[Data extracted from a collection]
• • • •

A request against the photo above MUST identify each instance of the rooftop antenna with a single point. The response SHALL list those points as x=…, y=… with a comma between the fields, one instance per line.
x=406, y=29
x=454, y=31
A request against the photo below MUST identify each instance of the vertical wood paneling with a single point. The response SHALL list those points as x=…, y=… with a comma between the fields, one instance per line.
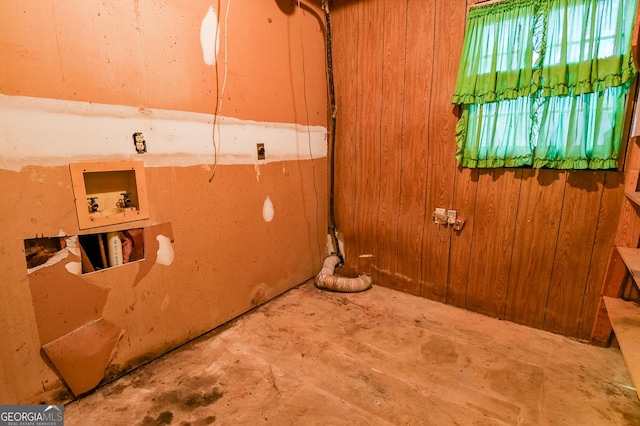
x=369, y=80
x=345, y=69
x=465, y=203
x=492, y=245
x=605, y=235
x=395, y=26
x=413, y=167
x=576, y=237
x=534, y=246
x=441, y=164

• • • •

The lines wanted run from the line containing "A request against the photo below" through the end of the entries; return them exactly, both ends included, and keep pictures out.

A request against the photo below MUST identify each instance of the vertical wood paneling with a single point. The response SHALL list those points as x=…, y=… with a comma between the fields, one instance per line.
x=369, y=80
x=345, y=69
x=465, y=203
x=492, y=245
x=605, y=235
x=395, y=26
x=413, y=167
x=576, y=237
x=534, y=246
x=441, y=164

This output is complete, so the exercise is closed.